> TASK DIRECTIONS:
Starting at the line that contains "Indicate the sky" and ending at the last line of the records, write those lines out again with "marker" swapped for "dot", leaving everything else unchanged.

───── DATA ROWS ─────

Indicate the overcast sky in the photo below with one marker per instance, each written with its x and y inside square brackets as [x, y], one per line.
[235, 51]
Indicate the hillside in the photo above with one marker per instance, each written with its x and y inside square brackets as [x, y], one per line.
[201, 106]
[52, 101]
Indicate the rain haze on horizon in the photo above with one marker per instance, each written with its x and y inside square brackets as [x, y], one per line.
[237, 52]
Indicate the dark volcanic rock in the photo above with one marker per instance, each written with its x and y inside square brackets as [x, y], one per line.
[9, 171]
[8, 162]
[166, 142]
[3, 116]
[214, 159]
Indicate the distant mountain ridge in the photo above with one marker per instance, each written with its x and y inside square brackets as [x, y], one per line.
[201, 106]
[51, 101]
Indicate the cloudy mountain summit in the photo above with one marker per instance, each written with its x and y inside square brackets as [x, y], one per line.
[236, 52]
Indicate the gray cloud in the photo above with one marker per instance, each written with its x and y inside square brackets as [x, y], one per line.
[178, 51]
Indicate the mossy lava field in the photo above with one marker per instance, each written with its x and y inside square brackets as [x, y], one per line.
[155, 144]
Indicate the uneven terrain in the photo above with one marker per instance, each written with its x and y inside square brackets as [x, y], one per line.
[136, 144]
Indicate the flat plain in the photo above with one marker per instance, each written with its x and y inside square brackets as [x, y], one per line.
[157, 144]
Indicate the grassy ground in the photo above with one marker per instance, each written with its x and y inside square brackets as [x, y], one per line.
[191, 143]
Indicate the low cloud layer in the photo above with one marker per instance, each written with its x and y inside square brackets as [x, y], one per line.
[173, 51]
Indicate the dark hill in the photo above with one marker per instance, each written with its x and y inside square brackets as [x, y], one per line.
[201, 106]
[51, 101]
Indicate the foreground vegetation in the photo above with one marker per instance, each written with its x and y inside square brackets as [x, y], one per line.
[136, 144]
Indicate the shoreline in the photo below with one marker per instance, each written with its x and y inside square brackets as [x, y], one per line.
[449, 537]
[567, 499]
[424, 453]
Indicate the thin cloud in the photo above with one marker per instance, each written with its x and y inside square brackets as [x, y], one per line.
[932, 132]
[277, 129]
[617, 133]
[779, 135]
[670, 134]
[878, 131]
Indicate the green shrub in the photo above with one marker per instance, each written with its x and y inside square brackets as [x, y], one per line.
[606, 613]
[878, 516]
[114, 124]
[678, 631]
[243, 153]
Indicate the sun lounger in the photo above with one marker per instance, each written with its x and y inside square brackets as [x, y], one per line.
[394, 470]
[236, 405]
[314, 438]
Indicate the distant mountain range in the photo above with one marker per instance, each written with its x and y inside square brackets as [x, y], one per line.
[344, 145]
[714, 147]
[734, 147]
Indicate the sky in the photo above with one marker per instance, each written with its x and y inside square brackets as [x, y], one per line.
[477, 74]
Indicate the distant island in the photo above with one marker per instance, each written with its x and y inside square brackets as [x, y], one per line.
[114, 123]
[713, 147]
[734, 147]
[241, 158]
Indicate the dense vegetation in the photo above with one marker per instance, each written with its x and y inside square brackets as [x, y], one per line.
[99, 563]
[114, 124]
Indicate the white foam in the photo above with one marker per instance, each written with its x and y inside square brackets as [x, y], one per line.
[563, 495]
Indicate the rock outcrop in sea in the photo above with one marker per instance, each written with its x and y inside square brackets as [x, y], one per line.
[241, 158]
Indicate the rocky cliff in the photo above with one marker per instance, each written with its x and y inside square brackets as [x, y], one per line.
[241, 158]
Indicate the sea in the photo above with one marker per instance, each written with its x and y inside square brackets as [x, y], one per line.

─────

> WRITTEN RESPONSE:
Indicate the sky in the photo above with one dot per instance, each written with its x and y inside square brackets as [x, y], one per line.
[477, 74]
Indicate the distant island in the photo above with one dot per instance, each written with its x and y inside square brackets as [x, y], one per line.
[114, 123]
[713, 147]
[734, 147]
[241, 158]
Indicate the dense vegetation in the photo above with one dot per instance, each written with its x and y inside square brackets as [x, y], one per line.
[99, 563]
[114, 124]
Indicate the white foam in the photo above with one dot per instance, each written with its x and y inside square brackets as [x, y], one per line.
[563, 495]
Indicate the rock outcrop in sea in the photo above with one dot per instance, each written with its x and y inside square brackets as [x, y], one per line.
[241, 158]
Indicate the rocky cliff in the photo above with one dot per instance, each written with its x and y inside square brackets as [x, y], one per line.
[241, 158]
Indicate the sea in the photo above with one dot per instance, each written with its x and y inside square brackets as [x, y], one per line.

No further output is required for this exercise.